- **Document passage**:
☆ ☆ ☆ ☆ ☆

[docs] Add step to ensure sync_dist is adding to logging when multi-gpu enabled (#4817)

SeanNaren · SkafteNicki · awaelchli · Borda · commit 1ecfa6fd8c86 · 2020-11-24T12:03:33.000+01:00
* Add additional check to ensure validation/test step are updated accordingly * Update docs/source/multi_gpu.rst Co-authored-by: Nicki Skafte <skaftenicki@gmail.com> * Update docs/source/multi_gpu.rst Co-authored-by: Nicki Skafte <skaftenicki@gmail.com> * Update docs/source/multi_gpu.rst Co-authored-by: Nicki Skafte <skaftenicki@gmail.com> * Update docs/source/multi_gpu.rst Co-authored-by: Adrian Wälchli <aedu.waelchli@gmail.com> Co-authored-by: Nicki Skafte <skaftenicki@gmail.com> Co-authored-by: Adrian Wälchli <aedu.waelchli@gmail.com> (cherry picked from commit 9186abe)
diff --git a/docs/source/multi_gpu.rst b/docs/source/multi_gpu.rst
@@ -103,6 +103,33 @@ Lightning adds the correct samplers when needed, so no need to explicitly add sa
 
 .. note:: For iterable datasets, we don't do this automatically.
 
+
+Synchronize validation and test logging
+^^^^^^^^^^^^^^^^^^^^^^^^^^^^^^^^^^^^^^^
+
+When running in distributed mode, we have to ensure that the validation and test step logging calls are synchronized across processes.

☆ ☆ ☆ ☆ ☆

(Records of labeled points)
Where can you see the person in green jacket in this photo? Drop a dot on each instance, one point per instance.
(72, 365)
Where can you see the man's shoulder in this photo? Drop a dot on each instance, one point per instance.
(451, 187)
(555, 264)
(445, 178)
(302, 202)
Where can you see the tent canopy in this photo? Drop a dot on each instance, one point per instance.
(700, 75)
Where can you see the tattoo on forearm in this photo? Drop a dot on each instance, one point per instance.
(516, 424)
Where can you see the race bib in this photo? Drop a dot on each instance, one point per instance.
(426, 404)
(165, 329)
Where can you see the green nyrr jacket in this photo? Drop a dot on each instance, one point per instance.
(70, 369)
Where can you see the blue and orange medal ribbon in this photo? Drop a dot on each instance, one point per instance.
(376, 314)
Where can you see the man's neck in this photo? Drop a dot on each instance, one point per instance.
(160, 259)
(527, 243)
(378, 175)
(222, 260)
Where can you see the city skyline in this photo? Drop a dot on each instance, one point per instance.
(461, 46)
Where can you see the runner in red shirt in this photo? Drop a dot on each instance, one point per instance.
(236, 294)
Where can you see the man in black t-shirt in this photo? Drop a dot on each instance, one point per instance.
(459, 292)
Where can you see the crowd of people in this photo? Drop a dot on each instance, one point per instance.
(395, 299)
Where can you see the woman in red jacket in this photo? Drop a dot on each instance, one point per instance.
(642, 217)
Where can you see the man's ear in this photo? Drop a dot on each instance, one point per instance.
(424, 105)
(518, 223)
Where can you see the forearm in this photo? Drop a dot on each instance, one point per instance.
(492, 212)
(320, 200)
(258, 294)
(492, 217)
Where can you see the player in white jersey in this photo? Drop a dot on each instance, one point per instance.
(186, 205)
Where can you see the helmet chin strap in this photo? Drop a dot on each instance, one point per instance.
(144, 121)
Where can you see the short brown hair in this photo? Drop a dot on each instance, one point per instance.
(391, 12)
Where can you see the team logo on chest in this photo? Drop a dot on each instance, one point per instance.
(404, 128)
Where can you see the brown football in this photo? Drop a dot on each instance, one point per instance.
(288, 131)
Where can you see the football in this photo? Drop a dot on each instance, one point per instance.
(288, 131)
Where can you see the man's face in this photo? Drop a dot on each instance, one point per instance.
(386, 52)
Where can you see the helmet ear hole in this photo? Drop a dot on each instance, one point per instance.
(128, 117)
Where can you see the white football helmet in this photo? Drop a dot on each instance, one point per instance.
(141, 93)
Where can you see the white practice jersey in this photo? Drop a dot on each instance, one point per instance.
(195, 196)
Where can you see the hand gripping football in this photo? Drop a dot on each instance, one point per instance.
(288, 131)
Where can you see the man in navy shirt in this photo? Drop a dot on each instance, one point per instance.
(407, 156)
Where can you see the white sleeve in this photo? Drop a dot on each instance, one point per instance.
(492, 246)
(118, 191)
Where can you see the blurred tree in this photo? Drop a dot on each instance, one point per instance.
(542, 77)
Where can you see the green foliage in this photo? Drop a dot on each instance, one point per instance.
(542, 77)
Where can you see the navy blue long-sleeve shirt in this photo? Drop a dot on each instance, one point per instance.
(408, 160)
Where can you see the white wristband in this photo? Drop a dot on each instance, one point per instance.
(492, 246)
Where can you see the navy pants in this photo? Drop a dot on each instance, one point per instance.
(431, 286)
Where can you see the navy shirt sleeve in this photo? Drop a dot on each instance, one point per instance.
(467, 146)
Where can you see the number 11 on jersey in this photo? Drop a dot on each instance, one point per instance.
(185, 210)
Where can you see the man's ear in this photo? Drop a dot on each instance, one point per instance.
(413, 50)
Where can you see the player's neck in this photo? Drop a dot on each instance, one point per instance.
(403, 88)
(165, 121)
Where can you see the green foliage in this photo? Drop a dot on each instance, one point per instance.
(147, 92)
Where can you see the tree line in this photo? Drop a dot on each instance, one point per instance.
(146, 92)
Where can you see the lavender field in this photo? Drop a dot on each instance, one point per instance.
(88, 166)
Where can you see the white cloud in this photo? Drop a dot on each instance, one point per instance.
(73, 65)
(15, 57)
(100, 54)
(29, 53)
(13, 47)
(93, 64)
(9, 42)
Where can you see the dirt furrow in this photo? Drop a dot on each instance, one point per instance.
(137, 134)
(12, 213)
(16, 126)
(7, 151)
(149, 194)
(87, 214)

☆ ☆ ☆ ☆ ☆

- **What is expected**: Reproduce the multi-GPU docs commit from "diff --git a/docs/source/multi_gpu.rst" up to and including "do this automatically.", switching "iterable" to "streaming".

- **Solved problem**:
diff --git a/docs/source/multi_gpu.rst b/docs/source/multi_gpu.rst
@@ -103,6 +103,33 @@ Lightning adds the correct samplers when needed, so no need to explicitly add sa
 
 .. note:: For streaming datasets, we don't do this automatically.